■ Text to read
- - - - -

NFL owners are now expected to vote at next week’s league meetings in Phoenix on the future of the Raiders, who have filled out the paperwork to move to Las Vegas and who recently locked down financing for a $1.9 billion stadium, including a record $750 million in public money. And it sounds like it’s actually going to happen.
The MMQB reports that the very fact that a vote will be taken means that the league expects it to pass. The Raiders’ relocation will require 24 of 32 owners to vote yes, and the Washington Post’s reporting indicates that they will, although with more resignation than excitement.
“I think it will be approved,” a high-ranking official with one NFL team said. “But I’m not certain yet.”
Those sentiments were echoed by others with knowledge of the league’s inner workings.
“I’m guessing it gets done,” one of those people said, speaking on the condition of anonymity because of the sensitivity of the topic. “It really comes down to: What else are you gonna do?”
That last quote requires harping upon. The league is absolutely certain there is no way to stay in Oakland, not because of the fanbase (which is large and passionate), but because of the stadium situation. And it’s not just that the Coliseum is old; it’s that they can’t get taxpayers to pay for a new one. The league and the Raiders could easily afford to build a new stadium in Oakland—between the private financing for a Vegas stadium and the relocation fee, that’s already $1.5 billion they’re committed to spending. $1.5 billion would build a pretty fucking nice stadium in Oakland, I bet.

- - - - -

■ Point annotation records
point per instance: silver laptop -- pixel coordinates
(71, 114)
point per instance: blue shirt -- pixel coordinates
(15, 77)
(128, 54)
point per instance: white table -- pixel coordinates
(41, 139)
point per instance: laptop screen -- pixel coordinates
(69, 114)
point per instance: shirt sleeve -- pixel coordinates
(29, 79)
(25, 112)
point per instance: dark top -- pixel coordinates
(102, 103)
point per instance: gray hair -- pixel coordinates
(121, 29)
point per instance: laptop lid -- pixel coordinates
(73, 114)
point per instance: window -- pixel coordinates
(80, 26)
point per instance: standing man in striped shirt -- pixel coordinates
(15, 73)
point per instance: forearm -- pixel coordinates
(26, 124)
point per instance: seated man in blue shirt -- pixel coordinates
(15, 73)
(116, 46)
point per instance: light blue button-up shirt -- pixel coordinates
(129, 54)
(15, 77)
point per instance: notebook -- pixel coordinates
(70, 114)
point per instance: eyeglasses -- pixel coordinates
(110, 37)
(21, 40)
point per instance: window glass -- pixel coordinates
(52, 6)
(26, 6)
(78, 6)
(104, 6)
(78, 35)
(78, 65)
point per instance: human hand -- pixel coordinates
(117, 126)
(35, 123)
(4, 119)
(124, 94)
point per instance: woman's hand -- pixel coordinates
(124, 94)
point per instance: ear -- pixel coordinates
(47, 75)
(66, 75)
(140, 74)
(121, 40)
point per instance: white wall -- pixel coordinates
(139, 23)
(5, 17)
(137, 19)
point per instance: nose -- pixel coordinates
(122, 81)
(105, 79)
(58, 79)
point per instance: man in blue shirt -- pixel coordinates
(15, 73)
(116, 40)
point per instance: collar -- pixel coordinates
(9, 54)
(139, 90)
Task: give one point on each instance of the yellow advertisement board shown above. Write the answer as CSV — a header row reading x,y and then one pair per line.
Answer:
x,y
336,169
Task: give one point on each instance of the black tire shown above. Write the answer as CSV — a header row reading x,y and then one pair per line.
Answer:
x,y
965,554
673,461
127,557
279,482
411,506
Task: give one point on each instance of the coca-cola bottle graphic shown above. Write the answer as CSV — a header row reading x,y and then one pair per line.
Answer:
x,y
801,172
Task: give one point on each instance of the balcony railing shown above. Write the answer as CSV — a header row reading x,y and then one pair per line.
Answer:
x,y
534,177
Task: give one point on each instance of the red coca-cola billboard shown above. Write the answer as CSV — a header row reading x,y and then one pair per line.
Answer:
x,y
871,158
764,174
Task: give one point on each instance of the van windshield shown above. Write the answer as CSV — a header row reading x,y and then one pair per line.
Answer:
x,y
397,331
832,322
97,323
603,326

- - - - -

■ Request A
List each distinct dollar amount that the article on the Raiders' move to Las Vegas mentions, giving each one only once.
■ Request B
In the article about the Raiders' relocation, transcribe the part that opens with the words containing "That last quote" and closes with "Oakland, I bet.".
■ Request C
According to the article on the Raiders' move, how many of the 32 NFL owners must vote yes for the relocation to go through?

■ Task answer A
$1.9 billion
$750 million
$1.5 billion

■ Task answer B
That last quote requires harping upon. The league is absolutely certain there is no way to stay in Oakland, not because of the fanbase (which is large and passionate), but because of the stadium situation. And it’s not just that the Coliseum is old; it’s that they can’t get taxpayers to pay for a new one. The league and the Raiders could easily afford to build a new stadium in Oakland—between the private financing for a Vegas stadium and the relocation fee, that’s already $1.5 billion they’re committed to spending. $1.5 billion would build a pretty fucking nice stadium in Oakland, I bet.

■ Task answer C
24 of the 32 owners.